**GIVEN PROBLEM**
Reproduce verbatim the stretch of items from the line containing "Provide the location of every instance of the grassy" through the last of the items, and output nothing else.

**PROVIDED DATA**
··········
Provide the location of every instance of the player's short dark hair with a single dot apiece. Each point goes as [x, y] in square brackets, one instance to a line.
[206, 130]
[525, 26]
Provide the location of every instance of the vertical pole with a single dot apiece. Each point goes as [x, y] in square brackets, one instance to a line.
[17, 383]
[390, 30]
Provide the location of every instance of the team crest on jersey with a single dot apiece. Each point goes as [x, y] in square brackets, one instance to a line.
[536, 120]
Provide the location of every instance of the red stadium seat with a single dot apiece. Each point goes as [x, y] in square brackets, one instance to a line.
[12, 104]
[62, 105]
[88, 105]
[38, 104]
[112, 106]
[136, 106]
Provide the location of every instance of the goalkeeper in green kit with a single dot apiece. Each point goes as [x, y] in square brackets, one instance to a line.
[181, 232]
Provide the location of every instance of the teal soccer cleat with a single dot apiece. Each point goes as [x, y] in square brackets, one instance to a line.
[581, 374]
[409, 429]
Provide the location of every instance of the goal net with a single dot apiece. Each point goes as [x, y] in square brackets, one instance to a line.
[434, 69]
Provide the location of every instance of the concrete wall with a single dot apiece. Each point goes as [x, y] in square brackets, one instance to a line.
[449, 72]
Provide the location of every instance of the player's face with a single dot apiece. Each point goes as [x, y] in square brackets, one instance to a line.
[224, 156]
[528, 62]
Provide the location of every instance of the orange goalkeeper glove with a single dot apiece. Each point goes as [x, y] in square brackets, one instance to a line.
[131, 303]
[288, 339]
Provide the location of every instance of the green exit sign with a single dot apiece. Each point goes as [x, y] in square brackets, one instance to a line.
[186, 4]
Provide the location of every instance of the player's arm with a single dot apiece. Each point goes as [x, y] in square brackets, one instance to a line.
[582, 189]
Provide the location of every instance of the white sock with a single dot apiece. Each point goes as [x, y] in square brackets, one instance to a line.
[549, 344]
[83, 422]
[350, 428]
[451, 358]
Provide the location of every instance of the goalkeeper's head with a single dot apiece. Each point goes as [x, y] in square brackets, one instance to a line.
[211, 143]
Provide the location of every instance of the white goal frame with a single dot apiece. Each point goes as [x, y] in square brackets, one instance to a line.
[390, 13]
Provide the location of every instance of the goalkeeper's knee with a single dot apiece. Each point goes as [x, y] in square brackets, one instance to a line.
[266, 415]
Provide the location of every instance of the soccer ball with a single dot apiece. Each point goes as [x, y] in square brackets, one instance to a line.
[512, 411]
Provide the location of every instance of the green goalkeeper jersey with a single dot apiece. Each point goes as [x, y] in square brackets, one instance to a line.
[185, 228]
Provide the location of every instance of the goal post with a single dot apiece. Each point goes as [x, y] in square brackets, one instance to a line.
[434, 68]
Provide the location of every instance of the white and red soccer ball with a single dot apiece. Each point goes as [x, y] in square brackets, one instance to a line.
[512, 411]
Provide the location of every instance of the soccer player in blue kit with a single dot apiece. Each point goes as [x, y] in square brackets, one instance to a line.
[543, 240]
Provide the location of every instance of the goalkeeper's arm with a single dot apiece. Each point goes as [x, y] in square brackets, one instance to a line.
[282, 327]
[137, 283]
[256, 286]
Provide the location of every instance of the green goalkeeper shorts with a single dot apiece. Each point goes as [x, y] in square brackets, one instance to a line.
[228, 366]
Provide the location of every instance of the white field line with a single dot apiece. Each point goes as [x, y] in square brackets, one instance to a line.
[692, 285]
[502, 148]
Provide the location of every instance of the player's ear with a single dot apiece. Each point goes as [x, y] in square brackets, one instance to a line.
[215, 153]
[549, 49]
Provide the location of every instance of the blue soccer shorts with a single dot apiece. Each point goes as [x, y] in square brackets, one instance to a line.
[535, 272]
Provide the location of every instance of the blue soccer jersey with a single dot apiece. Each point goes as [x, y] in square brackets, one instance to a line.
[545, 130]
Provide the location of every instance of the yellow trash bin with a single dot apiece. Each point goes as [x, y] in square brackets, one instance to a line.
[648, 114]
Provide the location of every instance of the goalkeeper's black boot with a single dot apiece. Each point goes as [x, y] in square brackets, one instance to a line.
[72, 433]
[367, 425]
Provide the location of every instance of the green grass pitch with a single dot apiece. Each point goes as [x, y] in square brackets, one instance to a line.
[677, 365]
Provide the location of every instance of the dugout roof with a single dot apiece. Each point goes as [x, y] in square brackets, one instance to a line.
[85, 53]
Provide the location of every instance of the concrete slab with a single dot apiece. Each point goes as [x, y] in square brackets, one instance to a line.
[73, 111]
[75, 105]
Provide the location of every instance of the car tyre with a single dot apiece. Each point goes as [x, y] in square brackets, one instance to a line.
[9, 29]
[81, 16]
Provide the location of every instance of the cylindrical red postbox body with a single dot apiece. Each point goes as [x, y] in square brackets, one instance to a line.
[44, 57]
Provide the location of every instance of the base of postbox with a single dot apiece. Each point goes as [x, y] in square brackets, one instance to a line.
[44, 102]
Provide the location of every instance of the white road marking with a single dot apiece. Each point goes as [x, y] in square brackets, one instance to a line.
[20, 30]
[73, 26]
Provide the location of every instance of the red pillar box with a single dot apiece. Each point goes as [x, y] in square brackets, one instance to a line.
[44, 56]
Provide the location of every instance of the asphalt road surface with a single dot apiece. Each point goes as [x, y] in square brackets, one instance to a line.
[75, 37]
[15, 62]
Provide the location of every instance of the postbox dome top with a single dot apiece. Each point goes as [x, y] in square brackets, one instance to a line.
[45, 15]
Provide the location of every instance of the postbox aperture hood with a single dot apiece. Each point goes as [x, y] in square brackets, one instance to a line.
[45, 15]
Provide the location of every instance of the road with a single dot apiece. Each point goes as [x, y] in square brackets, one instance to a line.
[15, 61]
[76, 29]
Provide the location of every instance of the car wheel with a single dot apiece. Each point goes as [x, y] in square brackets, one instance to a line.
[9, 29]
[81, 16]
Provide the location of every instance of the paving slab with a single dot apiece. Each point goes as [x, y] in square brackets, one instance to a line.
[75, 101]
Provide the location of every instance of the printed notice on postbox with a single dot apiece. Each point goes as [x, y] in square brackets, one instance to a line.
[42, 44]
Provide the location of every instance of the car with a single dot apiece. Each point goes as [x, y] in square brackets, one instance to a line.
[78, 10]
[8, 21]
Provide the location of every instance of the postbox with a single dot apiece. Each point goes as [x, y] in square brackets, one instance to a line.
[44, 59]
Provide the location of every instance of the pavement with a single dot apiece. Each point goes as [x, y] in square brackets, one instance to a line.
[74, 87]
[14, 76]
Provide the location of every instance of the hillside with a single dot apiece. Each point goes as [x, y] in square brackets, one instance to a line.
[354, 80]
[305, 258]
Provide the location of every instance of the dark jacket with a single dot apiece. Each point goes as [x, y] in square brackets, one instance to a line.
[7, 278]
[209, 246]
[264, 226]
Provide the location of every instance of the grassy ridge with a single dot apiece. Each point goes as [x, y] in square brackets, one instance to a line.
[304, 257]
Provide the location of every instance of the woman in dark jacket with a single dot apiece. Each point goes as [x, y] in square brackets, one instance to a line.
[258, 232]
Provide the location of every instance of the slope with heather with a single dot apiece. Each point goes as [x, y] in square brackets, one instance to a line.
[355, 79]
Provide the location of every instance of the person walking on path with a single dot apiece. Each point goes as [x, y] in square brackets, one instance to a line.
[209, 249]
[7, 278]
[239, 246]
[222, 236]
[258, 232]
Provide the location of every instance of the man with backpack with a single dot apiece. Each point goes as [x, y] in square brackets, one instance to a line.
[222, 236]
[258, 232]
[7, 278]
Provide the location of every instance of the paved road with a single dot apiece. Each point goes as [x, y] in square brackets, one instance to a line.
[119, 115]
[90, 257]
··········
**WRITTEN SOLUTION**
Provide the location of every instance of the grassy ridge with a single dot apiece. Each point goes as [x, y] in square brackets, one instance to a line.
[304, 257]
Provide the location of every instance of the woman in dark jacket with a single dot apiece. Each point goes as [x, y] in square brackets, one instance to a line.
[258, 232]
Provide the location of every instance of the slope with heather with a single dot apiece. Each point goes as [x, y] in square brackets, one instance to a line.
[355, 79]
Provide the location of every instance of the person walking on path with a single dot apiece. Each point goes as [x, y] in square brackets, one instance to a line.
[209, 249]
[7, 278]
[239, 246]
[222, 236]
[258, 232]
Provide the location of every instance of the man with backpack with a single dot apiece. Each point goes as [x, y] in square brackets, one instance to a line.
[222, 236]
[258, 232]
[7, 278]
Provide the location of every instance of the paved road with a single dot apiece. Each point goes as [x, y] in square brackets, one instance to a line.
[119, 115]
[90, 257]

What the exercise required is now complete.